### Problem to work on
Rewrite the entries below, switching every "drop a point" to "place a dot" and changing nothing else. Omit the pictures from your answer.

====

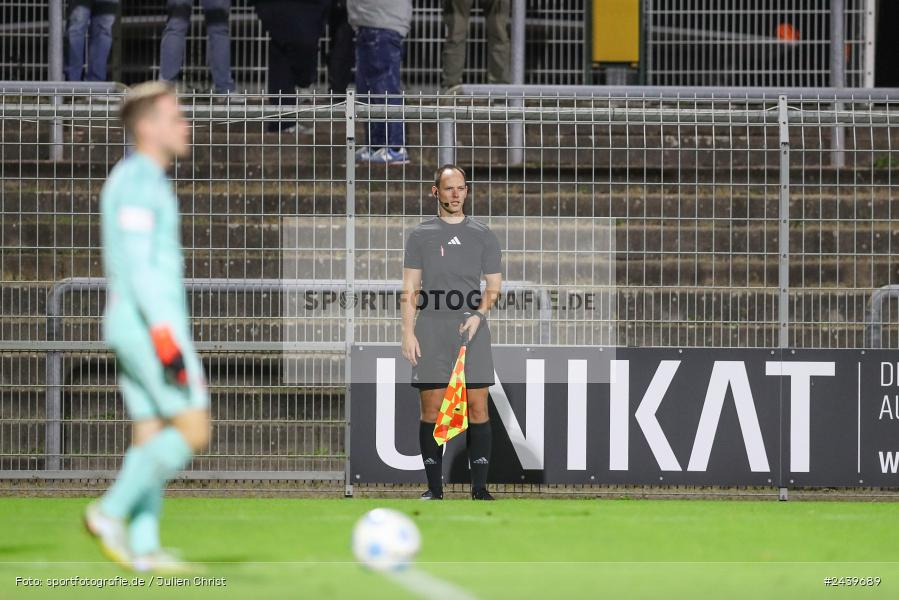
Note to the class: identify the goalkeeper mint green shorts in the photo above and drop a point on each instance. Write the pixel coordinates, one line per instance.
(146, 391)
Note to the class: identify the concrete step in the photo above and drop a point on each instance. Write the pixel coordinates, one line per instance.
(247, 201)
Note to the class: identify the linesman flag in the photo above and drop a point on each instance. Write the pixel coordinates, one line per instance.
(453, 417)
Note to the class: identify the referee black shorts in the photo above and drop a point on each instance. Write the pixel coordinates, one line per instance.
(439, 341)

====

### Correct answer
Note to the class: identify the goalkeeper mint green shorts in the photo above and place a dot on each instance. Write the pixel coordinates, one line per instance.
(146, 391)
Note to the class: identify the concrete step in the photo above and place a dot on each instance. Write the pixel coordinates, one line per instance.
(247, 201)
Note to the class: identify the linesman flag in the photo above and place a dot on each instance. Write the pixel coordinates, one line per instance.
(453, 417)
Note to the class: identify the referee black shorts in the photo above and place a dot on each instance. Write the pixel coordinates, one line per instance.
(439, 341)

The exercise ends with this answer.